== Given passage

As described above, Orincon itself admits that its proposal could not conform to the subcontracting limitation without major revisions. According to Orincon, this was the reason that it elected not to modify its proposal when it was provided the opportunity to do so by amendment 0005. Thus, because Orincon's proposal was unacceptable as submitted and would require major revision to become acceptable, the proposal could properly be excluded from any competitive range that may be established and the Navy would be under no obligation to conduct discussions with Orincon regarding its proposal's noncompliance with the RFP's mandatory subcontracting limitation. [5]

The protest is denied.

Comptroller General of the United States

1. This provision implements 15 U.S.C. Sec. 644(o)(1) (1994), which is designed to prevent small business concerns from subcontracting to large businesses the bulk of a contract set aside for small businesses. Diversified Computer Consultants, B-230313; B-230313.2, July 5, 1988, 88-2 CPD Para. 5 at 6.

2. FAR Sec. 19.602-1 requires a contracting officer to refer a nonresponsibility determination involving a small business to SBA. SBA now considers compliance with the limitations on subcontracting an element of responsibility and applies its COC procedures, where, as here, a contracting officer determines noncompliance, the procurement is a full or partial small business set-aside, and the contracting officer refers the matter to SBA for a COC. 13 C.F.R. Sec. 125.6(c), (f) (1997). SBA previously considered compliance with the limitations on subcontracting to be a component of size eligibility. See CSR, Inc., B-260955, Aug. 7, 1995, 95-2 CPD Para. 59 at 4.

====
== Source data

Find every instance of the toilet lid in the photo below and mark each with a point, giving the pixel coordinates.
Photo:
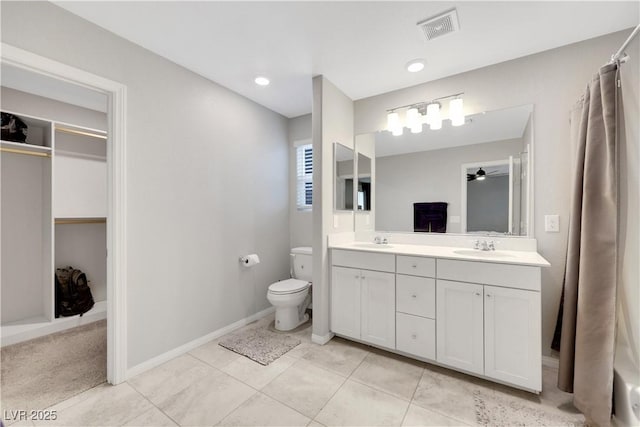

====

Task goal
Please retype the part of the protest decision above that opens with the words containing "As described above, Orincon" and closes with "protest is denied.".

Answer for this exercise
As described above, Orincon itself admits that its proposal could not conform to the subcontracting limitation without major revisions. According to Orincon, this was the reason that it elected not to modify its proposal when it was provided the opportunity to do so by amendment 0005. Thus, because Orincon's proposal was unacceptable as submitted and would require major revision to become acceptable, the proposal could properly be excluded from any competitive range that may be established and the Navy would be under no obligation to conduct discussions with Orincon regarding its proposal's noncompliance with the RFP's mandatory subcontracting limitation. [5]

The protest is denied.